> **WHAT IS NEEDED**
Copy out the lines below exactly, starting at the line that contains "Reviewer note: check that every instance of the giant" and continuing through the final line.

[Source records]
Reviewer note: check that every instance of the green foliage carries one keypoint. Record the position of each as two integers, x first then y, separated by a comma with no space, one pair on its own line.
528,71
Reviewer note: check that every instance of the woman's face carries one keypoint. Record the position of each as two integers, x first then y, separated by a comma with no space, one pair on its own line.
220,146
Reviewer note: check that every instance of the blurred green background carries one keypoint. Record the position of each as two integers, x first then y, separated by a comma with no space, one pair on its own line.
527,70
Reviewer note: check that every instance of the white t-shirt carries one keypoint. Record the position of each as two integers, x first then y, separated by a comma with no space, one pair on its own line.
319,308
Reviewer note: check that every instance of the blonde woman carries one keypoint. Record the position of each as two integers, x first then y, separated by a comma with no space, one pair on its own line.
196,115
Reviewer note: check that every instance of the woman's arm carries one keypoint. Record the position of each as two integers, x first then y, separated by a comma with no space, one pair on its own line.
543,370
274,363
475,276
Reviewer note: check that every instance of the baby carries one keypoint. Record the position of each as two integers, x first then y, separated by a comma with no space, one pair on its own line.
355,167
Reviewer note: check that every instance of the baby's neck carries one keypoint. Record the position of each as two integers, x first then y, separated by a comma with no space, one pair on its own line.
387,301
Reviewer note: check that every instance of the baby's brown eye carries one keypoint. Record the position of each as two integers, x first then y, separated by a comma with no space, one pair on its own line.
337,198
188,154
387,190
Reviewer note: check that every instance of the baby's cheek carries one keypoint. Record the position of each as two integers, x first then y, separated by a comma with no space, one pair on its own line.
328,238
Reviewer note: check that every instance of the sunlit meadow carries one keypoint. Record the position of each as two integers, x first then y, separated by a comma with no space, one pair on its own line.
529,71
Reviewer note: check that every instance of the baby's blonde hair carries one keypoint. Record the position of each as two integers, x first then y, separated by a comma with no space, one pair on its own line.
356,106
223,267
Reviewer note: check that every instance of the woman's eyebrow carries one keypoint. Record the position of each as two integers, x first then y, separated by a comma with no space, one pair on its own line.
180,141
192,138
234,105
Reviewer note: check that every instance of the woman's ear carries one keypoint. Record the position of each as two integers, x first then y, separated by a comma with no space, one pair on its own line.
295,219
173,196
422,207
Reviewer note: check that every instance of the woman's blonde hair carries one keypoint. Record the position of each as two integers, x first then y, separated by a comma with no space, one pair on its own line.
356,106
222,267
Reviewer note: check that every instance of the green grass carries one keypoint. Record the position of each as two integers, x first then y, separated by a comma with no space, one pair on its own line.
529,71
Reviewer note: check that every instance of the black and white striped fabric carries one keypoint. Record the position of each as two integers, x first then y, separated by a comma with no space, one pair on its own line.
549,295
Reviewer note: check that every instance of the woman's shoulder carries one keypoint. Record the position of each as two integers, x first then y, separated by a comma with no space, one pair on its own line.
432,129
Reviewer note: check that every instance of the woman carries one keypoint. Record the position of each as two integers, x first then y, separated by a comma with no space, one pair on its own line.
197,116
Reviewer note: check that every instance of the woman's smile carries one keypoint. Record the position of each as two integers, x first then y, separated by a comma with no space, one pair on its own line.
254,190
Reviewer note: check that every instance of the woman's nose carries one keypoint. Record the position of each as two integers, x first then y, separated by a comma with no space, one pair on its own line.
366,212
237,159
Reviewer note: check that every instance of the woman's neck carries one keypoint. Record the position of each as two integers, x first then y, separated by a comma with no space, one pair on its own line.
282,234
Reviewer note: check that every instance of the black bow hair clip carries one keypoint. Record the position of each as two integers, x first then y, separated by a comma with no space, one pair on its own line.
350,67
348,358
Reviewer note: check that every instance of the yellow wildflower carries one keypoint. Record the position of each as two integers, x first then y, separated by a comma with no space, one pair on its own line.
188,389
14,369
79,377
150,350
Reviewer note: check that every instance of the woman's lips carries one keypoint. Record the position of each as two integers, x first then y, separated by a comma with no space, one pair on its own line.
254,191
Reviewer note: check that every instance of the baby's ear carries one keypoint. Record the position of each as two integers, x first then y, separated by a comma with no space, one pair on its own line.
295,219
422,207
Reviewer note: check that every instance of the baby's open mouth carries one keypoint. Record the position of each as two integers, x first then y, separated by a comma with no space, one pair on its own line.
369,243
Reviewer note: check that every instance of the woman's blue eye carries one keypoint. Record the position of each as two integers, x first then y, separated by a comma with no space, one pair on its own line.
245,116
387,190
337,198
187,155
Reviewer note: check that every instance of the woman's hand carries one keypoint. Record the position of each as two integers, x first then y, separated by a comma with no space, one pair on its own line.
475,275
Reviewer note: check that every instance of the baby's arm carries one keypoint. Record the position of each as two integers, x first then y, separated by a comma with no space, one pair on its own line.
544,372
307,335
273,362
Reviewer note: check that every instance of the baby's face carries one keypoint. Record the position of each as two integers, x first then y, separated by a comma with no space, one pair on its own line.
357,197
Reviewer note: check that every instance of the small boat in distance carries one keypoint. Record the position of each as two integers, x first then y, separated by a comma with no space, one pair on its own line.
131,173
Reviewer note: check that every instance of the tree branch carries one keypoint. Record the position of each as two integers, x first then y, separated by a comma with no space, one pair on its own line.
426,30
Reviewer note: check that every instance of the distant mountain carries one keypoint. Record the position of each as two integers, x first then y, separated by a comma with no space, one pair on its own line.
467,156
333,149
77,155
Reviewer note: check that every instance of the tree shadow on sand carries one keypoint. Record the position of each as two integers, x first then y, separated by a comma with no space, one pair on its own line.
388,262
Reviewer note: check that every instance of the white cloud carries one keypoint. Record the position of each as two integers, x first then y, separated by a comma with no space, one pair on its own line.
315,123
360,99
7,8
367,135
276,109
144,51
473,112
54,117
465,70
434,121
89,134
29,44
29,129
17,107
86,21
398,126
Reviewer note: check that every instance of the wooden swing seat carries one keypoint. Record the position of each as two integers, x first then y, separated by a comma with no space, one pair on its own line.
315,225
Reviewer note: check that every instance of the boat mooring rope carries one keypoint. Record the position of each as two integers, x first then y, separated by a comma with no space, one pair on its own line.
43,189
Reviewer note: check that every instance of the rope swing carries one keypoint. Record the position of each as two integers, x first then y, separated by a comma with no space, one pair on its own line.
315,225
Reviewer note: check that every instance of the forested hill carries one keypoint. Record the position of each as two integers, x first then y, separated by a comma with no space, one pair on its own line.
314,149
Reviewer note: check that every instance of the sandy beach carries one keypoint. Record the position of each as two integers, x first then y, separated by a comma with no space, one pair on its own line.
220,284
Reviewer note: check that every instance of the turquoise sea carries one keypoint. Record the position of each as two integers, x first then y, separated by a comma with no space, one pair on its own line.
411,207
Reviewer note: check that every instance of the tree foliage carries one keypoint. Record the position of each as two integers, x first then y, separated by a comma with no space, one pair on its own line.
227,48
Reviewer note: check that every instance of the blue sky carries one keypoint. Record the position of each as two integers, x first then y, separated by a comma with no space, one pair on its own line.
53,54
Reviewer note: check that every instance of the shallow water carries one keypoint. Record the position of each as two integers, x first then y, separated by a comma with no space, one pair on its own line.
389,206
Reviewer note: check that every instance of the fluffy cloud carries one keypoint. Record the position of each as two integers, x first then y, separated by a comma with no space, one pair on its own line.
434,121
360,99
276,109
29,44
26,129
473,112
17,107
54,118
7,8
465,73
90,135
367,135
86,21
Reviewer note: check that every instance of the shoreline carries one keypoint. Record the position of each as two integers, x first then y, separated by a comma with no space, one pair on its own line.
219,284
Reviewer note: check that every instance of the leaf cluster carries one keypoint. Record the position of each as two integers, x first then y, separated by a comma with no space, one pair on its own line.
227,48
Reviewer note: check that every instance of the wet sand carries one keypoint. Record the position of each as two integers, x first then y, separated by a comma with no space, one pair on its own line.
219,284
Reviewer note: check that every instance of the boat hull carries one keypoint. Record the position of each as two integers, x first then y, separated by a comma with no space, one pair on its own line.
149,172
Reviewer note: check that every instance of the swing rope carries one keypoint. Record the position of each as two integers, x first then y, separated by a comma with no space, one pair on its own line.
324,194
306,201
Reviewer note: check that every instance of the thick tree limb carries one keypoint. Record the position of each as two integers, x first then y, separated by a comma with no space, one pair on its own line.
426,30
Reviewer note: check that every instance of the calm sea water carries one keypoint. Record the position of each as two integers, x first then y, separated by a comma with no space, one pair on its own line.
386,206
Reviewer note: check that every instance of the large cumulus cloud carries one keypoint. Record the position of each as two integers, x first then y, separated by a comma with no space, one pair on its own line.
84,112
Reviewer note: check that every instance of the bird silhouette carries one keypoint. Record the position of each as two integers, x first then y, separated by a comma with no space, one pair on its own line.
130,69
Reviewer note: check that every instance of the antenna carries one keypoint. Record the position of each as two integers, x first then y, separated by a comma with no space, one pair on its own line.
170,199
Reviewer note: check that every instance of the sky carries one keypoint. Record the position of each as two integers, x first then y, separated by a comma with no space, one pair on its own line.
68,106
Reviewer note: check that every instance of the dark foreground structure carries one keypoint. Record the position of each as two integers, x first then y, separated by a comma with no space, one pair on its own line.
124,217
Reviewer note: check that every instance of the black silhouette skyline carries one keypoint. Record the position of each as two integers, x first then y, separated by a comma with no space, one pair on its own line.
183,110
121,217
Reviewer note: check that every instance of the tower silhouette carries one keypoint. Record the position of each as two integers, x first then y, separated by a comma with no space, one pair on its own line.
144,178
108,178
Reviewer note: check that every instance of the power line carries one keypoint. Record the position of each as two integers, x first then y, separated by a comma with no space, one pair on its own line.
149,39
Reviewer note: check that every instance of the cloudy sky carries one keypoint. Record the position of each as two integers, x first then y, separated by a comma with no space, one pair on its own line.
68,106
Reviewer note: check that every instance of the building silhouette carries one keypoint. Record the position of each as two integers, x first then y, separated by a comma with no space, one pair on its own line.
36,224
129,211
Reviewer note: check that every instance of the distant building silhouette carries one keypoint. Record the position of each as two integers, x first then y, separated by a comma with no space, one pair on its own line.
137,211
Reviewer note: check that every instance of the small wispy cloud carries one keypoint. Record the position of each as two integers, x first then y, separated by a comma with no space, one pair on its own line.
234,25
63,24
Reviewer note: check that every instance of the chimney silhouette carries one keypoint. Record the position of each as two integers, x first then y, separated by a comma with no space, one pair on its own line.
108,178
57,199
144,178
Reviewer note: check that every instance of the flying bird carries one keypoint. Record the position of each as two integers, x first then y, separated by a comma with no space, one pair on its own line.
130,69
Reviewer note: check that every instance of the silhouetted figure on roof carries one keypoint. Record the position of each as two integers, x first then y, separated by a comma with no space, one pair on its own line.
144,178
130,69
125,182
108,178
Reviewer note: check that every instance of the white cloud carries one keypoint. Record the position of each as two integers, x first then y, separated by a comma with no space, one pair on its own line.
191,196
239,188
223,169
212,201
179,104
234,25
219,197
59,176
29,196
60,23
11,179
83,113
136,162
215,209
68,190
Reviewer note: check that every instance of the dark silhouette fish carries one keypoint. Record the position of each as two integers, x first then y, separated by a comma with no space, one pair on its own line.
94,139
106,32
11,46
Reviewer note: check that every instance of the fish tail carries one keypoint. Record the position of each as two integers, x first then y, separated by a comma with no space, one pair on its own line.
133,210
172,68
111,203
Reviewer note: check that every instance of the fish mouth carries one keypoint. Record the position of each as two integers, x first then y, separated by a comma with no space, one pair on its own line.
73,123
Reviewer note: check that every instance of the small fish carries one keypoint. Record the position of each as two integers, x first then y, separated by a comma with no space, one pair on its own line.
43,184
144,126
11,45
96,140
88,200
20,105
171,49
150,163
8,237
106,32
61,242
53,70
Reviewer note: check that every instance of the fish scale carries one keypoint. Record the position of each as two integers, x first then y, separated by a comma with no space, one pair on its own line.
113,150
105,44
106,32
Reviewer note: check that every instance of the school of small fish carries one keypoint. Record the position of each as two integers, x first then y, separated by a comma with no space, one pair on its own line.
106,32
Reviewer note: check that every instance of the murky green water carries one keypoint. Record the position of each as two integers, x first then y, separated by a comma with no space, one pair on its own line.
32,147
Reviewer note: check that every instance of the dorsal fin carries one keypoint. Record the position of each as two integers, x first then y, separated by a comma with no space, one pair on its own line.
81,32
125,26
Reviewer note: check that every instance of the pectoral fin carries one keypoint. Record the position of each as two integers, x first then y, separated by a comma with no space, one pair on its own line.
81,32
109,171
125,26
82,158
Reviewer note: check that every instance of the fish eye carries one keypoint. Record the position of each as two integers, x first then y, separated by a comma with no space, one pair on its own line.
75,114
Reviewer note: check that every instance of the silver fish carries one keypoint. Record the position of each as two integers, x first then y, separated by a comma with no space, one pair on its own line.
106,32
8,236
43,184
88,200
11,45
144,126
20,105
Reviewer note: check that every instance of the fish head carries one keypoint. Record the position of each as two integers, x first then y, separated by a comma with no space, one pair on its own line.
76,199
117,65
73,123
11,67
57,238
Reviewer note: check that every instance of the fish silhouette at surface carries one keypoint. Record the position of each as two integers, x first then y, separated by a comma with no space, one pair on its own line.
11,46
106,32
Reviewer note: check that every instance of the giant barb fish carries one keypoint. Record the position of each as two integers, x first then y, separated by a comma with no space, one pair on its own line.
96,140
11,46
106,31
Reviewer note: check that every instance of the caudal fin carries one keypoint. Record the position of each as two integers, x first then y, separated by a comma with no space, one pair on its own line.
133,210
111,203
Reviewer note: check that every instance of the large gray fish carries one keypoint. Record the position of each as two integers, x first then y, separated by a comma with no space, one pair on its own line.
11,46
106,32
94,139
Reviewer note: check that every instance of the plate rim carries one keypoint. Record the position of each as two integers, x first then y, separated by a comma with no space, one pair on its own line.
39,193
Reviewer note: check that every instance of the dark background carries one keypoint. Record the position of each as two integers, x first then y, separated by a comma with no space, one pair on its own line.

> **THE RESULT**
Reviewer note: check that every instance of the giant barb fish carries one keypoint. Record the position of each as two integers, x first then y, separated by a comma with no space, one pair on its own line.
96,140
11,46
106,31
Reviewer note: check that every instance of the caudal fin carries one keypoint. Record the position of each as two integers, x first then y, separated by a comma with no space, one pair on its own line.
133,210
111,203
Reviewer note: check that every instance of the large gray fish carries one keypoint. Record the position of each as two integers, x first then y, separated by a comma with no space, one pair on its own line.
11,46
106,32
94,139
Reviewer note: check that every instance of the plate rim carries one keypoint. Record the position of each as two integers, x first then y, separated by a comma with no space, one pair on its own line.
39,193
Reviewer note: check that every instance of the dark background carries one keypoint. Record the position of each as two integers, x first then y, separated by a comma with no space, one pair on its own line.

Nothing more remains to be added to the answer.